§ Task requirements: Rewrite the material starting at the line containing "Your task is to find each laundry" and ending at the line containing "(240, 0), (425, 375)", changing "laundry closet" to "utility closet" and keeping everything else as it is. Return only those lines.

§ Input:
----------------------------------------
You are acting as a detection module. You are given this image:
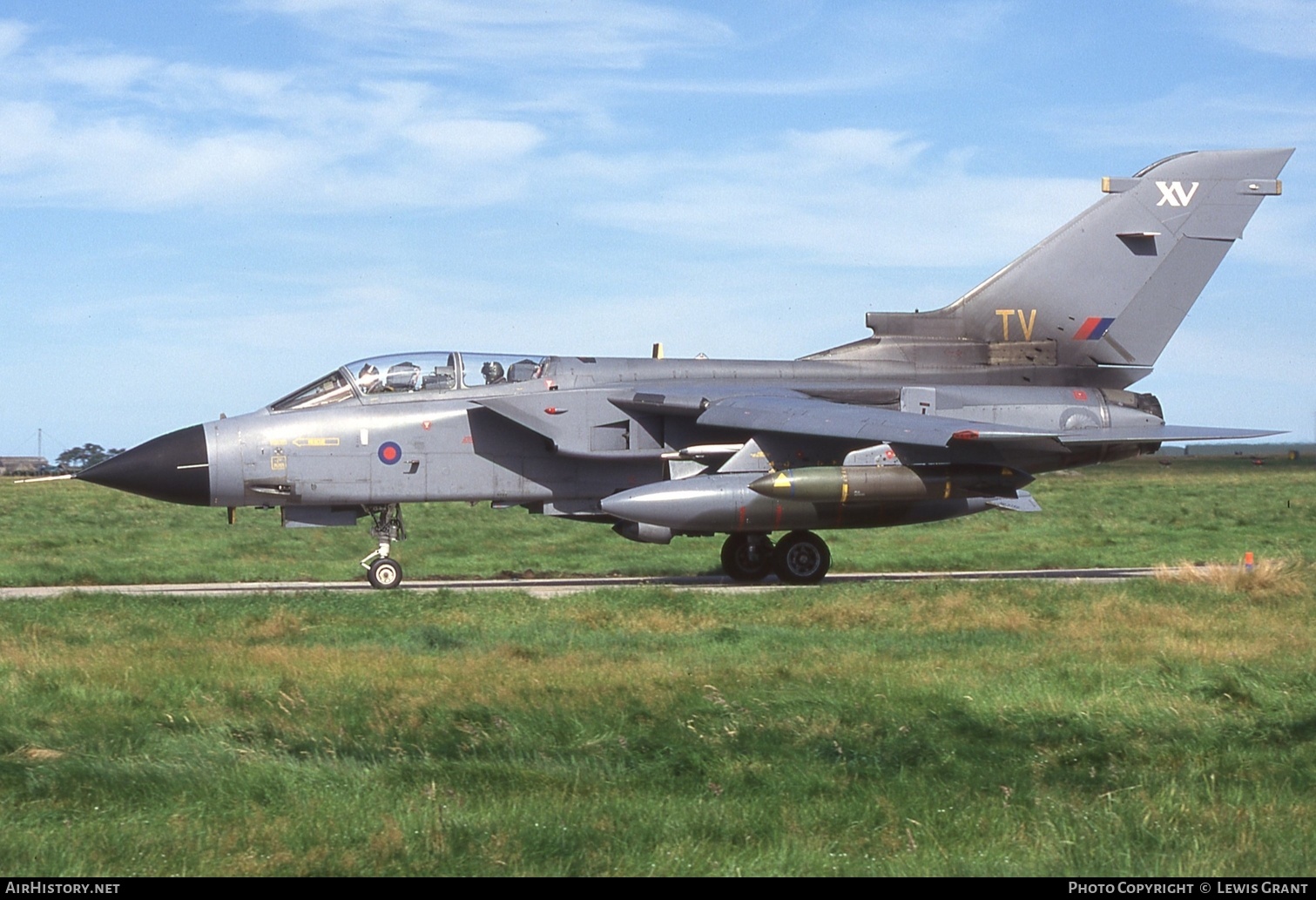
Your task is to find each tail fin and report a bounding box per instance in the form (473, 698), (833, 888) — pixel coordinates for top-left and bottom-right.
----------------------------------------
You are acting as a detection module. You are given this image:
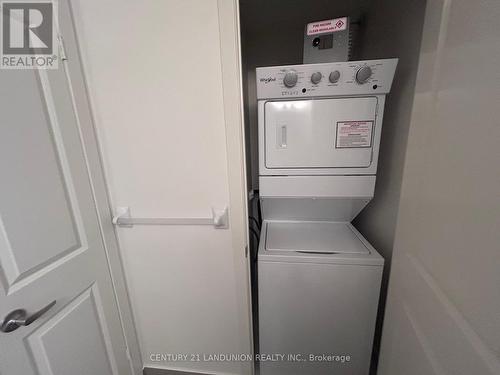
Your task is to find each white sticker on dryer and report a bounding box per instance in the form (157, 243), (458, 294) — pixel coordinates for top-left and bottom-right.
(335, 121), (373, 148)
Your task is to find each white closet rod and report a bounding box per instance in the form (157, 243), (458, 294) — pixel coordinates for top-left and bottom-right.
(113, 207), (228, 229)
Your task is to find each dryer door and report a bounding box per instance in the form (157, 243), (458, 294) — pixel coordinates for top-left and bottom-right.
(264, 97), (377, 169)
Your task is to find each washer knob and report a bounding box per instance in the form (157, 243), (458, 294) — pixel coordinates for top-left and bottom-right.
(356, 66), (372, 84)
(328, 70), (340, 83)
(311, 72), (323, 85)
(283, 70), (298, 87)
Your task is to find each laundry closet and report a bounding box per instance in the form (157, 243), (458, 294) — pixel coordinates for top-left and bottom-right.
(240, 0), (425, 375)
----------------------------------------
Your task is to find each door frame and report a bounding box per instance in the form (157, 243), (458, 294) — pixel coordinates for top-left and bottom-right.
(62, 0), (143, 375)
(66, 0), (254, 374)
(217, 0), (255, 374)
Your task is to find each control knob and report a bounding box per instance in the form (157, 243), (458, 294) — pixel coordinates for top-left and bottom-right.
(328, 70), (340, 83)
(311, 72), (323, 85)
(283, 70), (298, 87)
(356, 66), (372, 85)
----------------------------------------
§ Written response:
Your task is to find each utility closet and report a bounding box per instance in the form (157, 243), (458, 294) — pixel coordinates for top-left and bottom-right.
(240, 0), (425, 375)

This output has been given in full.